··· SUPPLIED TEXT ···

I mean, one thing you guys may not be totally aware of is all the out-of-platform opportunities that customers approach us with. So for example, if we're doing solar or LED or some other aspect of operational essentials for the customers, they are so happy with that that they usually ask us to do that in other buildings that they lease with other people. We've actually had a couple of instances of that happening with the Duke portfolio in the past. Certainly, this way we're gonna really get after it. You know, tough to predict all those things exactly what they're gonna be. But I think we've done. We've been to this rodeo a couple of times and come out of it in a very strong way.

Tim Arndt
CFO, Prologis

Erica?

Hamid Moghadam
Chairman and CEO, Prologis

Next question please.

Operator

Your next question comes from the line of Caitlin Burrows with Goldman Sachs.

Caitlin Burrows
Analyst, Goldman Sachs

Hi, good morning. I had a more transactional or factual question, but just if you look on page 8, that shows the $340 million midpoint that you guys referenced. Then on page 9, it shows the combined share count of 950 million. If you divide 340 million by 950, you get to, like, $0.36 rather than the $0.20-$0.25 that you mentioned. I was just wondering how you get to that $0.20-$0.25.

Tim Arndt
CFO, Prologis

Yeah, Caitlin, this is Tim. That's gonna be everything else that goes on with this kind of combination. That's gonna reflect the absorption of the premium itself. That's offset the other direction by a little bit higher FFO yield in the Duke portfolio itself. There's a number of things that go on beyond just this accretion and the share count change that'll get you into the $0.20-$0.25.

Operator

Your next question comes from the line of Ki Bin Kim with Truist.

Ki Bin Kim
Director of Equity Research, Truist

Thanks, Tim. Good morning out there. Hamid Moghadam, can you just talk about how the process has evolved? Obviously, when you guys started it was late last year. While industrial fundamentals have been pretty great, obviously, it's a different macro environment. As the process has evolved and as the market has evolved, can you just talk about the plus and takes and what ultimately led you to increase those premiums by 2% exchange ratio?

Hamid Moghadam
Chairman and CEO, Prologis

Well, you know, as we have indicated, you know, we were trying to get engagement. Obviously, this is not a new idea for us. We've been probably thinking about it for three or four years and really started getting into active dialogue. You'll read more about this in the merger documents, obviously. We got really into it in the proxy towards the end of last year and you know, never got a counter, never got any kind of feedback, and we finally did, and we were able to engage, you know, actively and obviously was a negotiation.

We gave pretty close to our best offer right off the bat, and we moved a bit as a part of the negotiation and the back and forth that we went together. With respect to the macro environment, I'm not sure what that has anything to do with any of this, because frankly, our balance sheet remains exactly the same. We would be a stronger company together with Duke. Our customer traction, our financial metrics, our growth profile, I mean, there is nothing about this transaction that is a negative. In whatever macro environment, good or bad that we have, the new company will perform even better than the old company. I honestly don't think a lot about the macro environment in this regard.

··· EXTRACTED DATA ···

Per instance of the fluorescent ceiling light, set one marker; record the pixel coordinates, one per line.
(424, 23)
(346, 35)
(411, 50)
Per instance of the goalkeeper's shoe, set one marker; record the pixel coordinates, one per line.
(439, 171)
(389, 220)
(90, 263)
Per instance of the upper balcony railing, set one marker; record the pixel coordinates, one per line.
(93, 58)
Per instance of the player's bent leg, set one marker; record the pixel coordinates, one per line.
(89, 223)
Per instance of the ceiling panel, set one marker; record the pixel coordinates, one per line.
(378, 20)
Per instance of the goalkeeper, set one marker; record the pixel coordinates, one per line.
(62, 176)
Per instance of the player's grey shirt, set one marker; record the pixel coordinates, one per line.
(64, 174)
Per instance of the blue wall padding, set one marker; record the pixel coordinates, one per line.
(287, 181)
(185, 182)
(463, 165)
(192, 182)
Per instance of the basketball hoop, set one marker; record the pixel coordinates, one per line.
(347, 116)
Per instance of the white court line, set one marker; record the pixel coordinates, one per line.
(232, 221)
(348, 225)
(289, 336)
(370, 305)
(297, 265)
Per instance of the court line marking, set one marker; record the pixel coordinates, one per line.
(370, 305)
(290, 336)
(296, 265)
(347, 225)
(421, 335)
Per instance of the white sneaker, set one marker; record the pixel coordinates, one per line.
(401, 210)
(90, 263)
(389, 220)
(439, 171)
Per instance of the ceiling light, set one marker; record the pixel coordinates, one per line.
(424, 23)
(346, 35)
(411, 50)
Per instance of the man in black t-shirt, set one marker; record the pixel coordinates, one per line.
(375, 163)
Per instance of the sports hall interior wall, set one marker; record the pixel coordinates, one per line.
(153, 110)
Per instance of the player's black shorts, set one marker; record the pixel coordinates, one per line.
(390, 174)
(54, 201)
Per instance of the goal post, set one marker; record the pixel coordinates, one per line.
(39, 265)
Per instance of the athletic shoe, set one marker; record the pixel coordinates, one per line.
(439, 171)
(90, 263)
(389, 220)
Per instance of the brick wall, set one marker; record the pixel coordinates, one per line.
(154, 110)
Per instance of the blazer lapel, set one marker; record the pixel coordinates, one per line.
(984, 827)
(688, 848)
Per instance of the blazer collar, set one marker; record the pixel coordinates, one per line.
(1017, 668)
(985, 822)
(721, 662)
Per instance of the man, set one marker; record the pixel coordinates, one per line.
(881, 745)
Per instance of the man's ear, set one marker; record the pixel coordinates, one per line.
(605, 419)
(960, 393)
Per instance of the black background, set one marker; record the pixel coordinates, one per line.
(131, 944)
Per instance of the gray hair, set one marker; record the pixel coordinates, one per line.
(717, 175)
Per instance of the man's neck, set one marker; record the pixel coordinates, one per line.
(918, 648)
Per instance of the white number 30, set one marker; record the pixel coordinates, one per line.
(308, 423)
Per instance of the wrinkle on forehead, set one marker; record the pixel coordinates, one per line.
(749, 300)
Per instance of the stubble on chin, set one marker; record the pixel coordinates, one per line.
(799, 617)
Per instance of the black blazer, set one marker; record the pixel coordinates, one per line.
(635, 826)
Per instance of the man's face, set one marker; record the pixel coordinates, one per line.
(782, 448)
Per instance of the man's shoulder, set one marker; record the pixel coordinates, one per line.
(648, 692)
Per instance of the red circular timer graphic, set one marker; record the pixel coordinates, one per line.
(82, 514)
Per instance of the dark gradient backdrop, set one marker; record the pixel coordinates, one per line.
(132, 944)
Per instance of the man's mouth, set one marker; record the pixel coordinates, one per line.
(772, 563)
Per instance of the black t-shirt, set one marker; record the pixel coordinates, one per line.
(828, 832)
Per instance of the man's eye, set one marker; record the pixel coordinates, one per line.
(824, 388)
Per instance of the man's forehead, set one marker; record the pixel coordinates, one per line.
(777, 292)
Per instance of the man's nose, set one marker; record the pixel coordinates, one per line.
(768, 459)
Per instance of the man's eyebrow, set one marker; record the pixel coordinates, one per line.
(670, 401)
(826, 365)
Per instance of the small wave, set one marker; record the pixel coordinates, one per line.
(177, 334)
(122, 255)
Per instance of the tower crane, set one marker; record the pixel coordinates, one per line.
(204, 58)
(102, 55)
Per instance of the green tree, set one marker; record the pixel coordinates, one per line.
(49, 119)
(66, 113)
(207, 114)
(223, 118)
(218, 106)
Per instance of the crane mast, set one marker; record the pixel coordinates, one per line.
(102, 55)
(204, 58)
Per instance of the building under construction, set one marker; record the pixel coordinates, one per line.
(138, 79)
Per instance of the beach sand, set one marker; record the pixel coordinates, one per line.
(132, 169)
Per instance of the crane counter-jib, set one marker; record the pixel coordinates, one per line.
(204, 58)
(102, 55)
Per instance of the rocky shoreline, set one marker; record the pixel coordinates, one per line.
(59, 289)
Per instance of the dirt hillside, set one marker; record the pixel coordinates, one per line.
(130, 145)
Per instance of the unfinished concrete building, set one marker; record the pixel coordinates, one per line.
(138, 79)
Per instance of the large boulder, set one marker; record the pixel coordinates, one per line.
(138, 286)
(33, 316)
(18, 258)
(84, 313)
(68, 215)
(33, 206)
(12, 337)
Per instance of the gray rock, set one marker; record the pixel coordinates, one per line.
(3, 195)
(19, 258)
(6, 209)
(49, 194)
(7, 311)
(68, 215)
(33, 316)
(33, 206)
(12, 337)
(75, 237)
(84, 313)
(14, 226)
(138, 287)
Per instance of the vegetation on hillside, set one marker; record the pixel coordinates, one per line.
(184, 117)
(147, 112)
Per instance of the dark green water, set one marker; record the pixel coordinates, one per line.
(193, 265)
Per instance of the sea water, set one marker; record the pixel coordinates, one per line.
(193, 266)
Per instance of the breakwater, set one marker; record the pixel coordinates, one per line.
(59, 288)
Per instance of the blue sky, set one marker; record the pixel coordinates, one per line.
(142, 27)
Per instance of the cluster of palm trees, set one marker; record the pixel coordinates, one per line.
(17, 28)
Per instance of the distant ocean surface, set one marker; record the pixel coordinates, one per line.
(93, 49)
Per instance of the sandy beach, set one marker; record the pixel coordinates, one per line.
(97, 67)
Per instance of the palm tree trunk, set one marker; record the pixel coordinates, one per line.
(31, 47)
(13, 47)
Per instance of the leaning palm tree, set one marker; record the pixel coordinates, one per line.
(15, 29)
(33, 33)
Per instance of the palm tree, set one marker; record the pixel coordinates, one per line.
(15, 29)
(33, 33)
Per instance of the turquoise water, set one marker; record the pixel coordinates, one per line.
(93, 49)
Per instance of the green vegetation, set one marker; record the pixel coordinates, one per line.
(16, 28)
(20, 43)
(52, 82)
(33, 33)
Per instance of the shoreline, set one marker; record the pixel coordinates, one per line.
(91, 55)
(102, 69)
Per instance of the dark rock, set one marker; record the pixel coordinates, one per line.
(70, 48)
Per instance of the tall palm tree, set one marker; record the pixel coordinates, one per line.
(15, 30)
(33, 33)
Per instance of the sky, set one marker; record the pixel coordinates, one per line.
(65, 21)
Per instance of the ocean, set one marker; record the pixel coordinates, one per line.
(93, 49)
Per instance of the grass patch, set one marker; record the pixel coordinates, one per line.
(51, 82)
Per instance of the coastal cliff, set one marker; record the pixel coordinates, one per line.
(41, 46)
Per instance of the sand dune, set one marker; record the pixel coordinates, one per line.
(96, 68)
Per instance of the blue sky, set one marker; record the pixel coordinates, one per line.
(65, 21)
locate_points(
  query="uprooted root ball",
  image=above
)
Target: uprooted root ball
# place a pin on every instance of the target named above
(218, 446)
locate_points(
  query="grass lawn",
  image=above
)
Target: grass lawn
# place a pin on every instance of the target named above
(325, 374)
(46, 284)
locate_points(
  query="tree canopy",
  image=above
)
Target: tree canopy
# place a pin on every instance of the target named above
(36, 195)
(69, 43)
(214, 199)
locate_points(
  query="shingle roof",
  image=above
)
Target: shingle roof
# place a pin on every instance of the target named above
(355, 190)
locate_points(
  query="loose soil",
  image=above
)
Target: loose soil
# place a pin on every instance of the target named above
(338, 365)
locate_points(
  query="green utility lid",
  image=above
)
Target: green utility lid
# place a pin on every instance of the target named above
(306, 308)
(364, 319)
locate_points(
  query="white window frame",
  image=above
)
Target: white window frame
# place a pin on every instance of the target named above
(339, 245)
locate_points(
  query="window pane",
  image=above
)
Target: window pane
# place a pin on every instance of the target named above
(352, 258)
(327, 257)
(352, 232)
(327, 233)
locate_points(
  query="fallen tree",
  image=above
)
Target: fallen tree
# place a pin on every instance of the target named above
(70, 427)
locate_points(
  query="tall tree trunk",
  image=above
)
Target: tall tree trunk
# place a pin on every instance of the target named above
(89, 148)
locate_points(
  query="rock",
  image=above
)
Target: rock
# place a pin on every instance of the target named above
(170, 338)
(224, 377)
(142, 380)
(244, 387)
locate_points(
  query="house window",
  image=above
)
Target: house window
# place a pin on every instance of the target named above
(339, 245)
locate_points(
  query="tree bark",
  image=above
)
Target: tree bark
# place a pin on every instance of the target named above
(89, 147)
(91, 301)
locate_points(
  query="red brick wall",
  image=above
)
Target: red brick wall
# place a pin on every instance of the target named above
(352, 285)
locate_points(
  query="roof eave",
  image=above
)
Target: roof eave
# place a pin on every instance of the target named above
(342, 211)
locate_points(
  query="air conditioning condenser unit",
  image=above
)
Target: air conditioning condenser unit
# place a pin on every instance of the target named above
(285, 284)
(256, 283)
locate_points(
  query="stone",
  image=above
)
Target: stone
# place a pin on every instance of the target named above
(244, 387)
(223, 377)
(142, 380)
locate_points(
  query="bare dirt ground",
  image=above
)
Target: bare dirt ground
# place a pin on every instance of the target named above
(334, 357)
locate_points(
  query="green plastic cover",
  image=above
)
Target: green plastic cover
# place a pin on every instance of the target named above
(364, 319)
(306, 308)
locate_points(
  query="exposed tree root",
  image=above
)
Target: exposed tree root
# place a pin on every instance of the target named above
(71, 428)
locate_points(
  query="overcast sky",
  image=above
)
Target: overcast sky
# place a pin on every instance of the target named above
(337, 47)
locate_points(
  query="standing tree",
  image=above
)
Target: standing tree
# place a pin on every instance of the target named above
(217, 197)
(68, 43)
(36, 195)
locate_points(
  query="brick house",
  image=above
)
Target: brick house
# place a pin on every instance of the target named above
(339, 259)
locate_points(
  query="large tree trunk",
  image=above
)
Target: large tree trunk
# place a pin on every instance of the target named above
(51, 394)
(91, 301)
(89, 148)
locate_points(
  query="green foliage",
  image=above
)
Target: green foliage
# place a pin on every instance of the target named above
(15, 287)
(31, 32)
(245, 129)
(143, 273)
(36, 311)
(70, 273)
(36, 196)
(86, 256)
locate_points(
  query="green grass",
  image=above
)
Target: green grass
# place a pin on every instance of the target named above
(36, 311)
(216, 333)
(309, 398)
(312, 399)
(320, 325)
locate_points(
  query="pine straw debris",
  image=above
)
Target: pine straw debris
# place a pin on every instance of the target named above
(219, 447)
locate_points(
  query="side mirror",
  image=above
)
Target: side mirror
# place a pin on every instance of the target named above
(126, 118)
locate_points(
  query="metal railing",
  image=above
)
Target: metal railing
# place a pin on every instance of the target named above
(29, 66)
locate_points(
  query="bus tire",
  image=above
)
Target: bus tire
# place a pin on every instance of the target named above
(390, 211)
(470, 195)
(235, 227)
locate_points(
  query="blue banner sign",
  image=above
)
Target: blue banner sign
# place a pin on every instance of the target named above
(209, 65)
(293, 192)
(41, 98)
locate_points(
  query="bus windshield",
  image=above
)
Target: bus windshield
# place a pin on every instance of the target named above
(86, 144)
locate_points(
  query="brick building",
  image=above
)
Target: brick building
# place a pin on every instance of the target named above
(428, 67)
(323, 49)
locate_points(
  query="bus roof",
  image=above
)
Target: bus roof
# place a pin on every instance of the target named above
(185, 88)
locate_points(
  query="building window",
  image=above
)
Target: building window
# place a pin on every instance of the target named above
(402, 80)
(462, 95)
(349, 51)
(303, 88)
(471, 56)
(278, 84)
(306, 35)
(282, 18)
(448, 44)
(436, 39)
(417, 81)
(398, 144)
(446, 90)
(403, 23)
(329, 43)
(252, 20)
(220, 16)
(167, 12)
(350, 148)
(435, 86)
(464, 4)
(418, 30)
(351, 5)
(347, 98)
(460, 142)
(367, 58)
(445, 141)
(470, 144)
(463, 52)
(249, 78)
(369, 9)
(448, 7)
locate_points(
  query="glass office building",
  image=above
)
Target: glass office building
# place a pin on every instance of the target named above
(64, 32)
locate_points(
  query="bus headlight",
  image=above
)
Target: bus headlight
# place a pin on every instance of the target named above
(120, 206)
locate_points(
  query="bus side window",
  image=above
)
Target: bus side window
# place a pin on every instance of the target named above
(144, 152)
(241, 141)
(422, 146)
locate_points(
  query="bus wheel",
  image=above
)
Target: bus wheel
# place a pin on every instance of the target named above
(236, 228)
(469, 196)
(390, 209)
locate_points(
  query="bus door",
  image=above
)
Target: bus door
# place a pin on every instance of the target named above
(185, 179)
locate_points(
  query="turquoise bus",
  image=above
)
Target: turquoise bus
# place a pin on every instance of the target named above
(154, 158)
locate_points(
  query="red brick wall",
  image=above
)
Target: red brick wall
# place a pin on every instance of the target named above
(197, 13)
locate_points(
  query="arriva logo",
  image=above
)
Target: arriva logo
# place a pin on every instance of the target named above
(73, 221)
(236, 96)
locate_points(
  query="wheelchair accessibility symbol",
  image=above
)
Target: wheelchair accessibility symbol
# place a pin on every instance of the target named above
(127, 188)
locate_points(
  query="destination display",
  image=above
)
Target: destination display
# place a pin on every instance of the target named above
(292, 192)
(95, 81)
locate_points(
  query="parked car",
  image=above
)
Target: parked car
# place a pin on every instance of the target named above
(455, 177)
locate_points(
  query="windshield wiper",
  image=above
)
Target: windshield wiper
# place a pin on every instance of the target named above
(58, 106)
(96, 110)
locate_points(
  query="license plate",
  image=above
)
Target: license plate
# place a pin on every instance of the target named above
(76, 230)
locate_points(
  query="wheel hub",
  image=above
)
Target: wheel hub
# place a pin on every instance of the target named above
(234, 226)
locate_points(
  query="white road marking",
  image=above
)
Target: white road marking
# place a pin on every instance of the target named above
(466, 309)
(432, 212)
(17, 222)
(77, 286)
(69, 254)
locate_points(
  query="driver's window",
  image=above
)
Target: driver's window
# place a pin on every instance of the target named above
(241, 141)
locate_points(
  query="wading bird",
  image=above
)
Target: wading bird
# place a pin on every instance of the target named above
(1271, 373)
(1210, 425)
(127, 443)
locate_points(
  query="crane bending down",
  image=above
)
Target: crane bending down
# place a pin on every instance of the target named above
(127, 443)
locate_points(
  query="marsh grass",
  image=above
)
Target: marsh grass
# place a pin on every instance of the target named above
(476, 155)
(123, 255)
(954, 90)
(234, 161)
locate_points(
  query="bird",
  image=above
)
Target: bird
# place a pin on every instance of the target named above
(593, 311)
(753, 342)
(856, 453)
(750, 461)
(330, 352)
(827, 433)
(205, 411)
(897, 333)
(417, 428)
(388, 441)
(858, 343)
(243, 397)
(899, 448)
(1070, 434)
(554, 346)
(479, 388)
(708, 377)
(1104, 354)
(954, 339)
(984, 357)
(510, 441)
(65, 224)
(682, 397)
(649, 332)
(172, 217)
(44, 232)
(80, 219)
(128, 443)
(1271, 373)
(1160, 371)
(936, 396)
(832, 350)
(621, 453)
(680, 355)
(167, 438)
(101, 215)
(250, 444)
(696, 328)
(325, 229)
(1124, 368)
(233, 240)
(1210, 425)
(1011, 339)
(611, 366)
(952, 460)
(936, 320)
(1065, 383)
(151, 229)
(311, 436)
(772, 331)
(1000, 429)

···

- TASK INSTRUCTIONS:
1: From the call transcript, list each speaker who has a job title printed under their name, and give that title.
2: Go on with the call transcript, beginning right after its final sentence.

- EXPECTED RESULTS:
1:
Tim Arndt: CFO, Prologis
Hamid Moghadam: Chairman and CEO, Prologis
Caitlin Burrows: Analyst, Goldman Sachs
Ki Bin Kim: Director of Equity Research, Truist

2:
You know, I guarantee you our company is not worth, you know, whatever, a third or 40% less than it was a couple of months ago. It may have been worth too much at that time. I have no idea. You guys decide what stock prices are. We just operate our business, and I think together we can operate a better business than we would have otherwise.

Operator

Your next question comes from Steve Sakwa with Evercore ISI.

Steve Sakwa
Senior Managing Director, Evercore ISI

Thanks. Good morning. It sounds like, you know, you're gonna keep the vast majority of the Duke portfolio. I think you said maybe 6% of the assets will be for sale at some point. You know, maybe talk about using funds and bringing in joint venture partners to either take some of the assets or, you know, do you plan to keep the vast majority of the Duke assets on your balance sheet or contribute these at some point to, you know, increase the Strategic Capital percentage and maybe try and boost your return on invested capital?

Hamid Moghadam
Chairman and CEO, Prologis

Yeah. Steve, that's a good question. The fact of the matter is that, you know, unlike the old days, we don't have a must-put, must-pay kind of arrangement with our funds, because we think it's better governance not to have it that way. Our practice has been to offer pretty much everything that comes off the development pipeline to our funds. We expect to do certainly the same with the assets coming off the development pipeline of Duke. The two companies together will have a much bigger development pipeline, which in turn means more things going into the funds than they would have otherwise in the past. That's, at minimum, what we'll do.

With respect to the 6% that we're slating for sale, look, we're perfectly happy keeping those for some period of time. In fact, you know, we ended up keeping some of the Liberty assets longer, and as a result, ended up selling them for almost 40%-50% more than we would have if we had rushed into this like everybody was pushing us to. I mean, we've sold about $18 billion of assets over the last 10 years. I think we can extract the best value out of those assets when the time comes up. Pretty confident with that. Certainly the private capital business will benefit from this portfolio as well.

Operator

Your next question comes from the line of Michael Goldsmith with UBS.

Michael Goldsmith
Analyst, UBS

Good morning. Thanks a lot for taking my question. You guys have a large acquisition budget, a large development pipeline now. You've done several large deals over the last few years. Should we think about this large transaction as a component of your earnings algorithm going forward? And then on the same lines, like, you know, is this kind of a reflection of how difficult it is to gain scale in some of these higher barrier to entry markets, and just acquiring portfolios is the best and cleanest way to do so? Thank you.

Hamid Moghadam
Chairman and CEO, Prologis

Thanks. Michael, we do not ever have an acquisition budget. In fact, every year that we give guidance on acquisitions, I remind people that our acquisition guidance really, really is zero to no $26 billion, and we've exceeded it on both ends. We don't have a budget for acquiring. We only acquire things if we think we can create value with them. And scale has never been an objective. The scale has been the result and the outcome of doing a good job with customers and operating the portfolio efficiently and adding services and all kinds of other things that the customers need. I think the cause and effect goes the other way.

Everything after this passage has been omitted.